> _PROBLEM STATEMENT_: Look below for the line with "the form (52,160).". Extract that line and each one after it through the last, word for word.

|---|

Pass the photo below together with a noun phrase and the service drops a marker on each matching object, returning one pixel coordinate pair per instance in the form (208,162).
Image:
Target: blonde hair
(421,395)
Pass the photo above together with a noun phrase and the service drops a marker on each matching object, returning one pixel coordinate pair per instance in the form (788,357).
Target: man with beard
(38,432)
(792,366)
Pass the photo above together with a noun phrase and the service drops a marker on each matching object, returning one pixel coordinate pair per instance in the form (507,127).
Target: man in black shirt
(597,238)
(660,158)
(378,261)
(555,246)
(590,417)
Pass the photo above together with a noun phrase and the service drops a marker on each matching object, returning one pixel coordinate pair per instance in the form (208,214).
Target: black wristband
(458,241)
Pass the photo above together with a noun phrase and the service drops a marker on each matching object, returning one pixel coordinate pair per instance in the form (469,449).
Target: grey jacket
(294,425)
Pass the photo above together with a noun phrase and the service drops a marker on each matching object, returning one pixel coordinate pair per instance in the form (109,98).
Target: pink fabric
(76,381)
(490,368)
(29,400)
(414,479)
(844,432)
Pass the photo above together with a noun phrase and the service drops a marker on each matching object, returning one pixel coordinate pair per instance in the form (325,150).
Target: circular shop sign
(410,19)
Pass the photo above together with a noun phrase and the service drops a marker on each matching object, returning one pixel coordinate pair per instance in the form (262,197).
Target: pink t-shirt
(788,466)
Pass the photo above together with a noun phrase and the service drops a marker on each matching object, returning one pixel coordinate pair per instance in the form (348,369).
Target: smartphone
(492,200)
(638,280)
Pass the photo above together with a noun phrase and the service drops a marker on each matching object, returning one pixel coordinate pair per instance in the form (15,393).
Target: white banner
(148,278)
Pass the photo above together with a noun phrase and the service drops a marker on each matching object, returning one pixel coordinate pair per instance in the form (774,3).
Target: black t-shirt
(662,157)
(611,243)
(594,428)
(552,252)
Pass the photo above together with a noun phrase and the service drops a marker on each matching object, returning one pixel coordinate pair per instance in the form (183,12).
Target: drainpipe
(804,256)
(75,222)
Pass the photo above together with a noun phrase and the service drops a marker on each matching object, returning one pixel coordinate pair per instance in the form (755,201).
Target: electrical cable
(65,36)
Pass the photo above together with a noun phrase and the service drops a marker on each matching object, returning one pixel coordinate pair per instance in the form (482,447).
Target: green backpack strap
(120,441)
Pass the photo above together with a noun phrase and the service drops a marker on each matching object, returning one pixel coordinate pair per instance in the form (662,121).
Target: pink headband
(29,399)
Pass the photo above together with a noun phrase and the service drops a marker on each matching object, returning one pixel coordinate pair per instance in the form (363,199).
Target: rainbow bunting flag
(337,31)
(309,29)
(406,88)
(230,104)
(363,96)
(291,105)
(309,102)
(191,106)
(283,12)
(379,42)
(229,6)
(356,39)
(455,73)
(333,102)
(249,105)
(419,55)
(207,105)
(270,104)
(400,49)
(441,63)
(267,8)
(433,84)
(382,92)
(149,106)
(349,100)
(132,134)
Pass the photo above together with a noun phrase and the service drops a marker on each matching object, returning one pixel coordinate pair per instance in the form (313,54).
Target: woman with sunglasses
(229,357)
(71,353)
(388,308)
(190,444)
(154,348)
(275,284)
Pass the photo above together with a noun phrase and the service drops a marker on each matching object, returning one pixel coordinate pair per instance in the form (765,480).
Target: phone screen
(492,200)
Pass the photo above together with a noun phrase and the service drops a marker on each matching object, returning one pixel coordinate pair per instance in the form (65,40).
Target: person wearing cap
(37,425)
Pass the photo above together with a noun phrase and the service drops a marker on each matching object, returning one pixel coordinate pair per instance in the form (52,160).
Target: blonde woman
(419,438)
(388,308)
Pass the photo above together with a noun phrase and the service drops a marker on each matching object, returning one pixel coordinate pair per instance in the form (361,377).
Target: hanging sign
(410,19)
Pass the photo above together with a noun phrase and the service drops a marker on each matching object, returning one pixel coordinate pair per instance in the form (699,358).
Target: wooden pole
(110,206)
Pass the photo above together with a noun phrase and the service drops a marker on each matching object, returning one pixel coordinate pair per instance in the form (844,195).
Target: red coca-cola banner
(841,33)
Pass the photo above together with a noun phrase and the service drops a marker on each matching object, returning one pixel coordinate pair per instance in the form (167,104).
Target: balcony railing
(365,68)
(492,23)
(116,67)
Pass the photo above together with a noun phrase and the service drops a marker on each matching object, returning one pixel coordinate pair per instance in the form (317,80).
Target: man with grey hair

|---|

> _FULL RESPONSE_:
Pass the photo above together with a noun phrase and the service drops a marker on each matching object, returning one pixel coordinate pair per instance in the form (52,160).
Target: blonde woman
(419,438)
(388,308)
Pass the photo above together with a noun phrase and the service drops a marker on each matching object, returning one pixel coordinate pair per instance in the form (361,377).
Target: hanging sign
(410,19)
Pass the photo above together with a noun phrase and the service drops a marker on each matching object, returning one pixel coordinate pair per instance in the form (699,358).
Target: wooden pole
(110,206)
Pass the photo above together with a noun phrase and the service drops a marker on each matching object, returning one pixel coordinate pair per instance in the form (844,195).
Target: red coca-cola banner
(841,33)
Pass the photo above together with a noun phrase and the service drops a marker on each matching object, returning one pixel coordinate pair per instance in the form (167,104).
Target: balcony railing
(365,68)
(492,23)
(116,67)
Pass the photo above together with a noun phrase and the service drops a marker on each matching object, returning one pixel coordinate pair per instance in the form (317,80).
Target: man with grey hair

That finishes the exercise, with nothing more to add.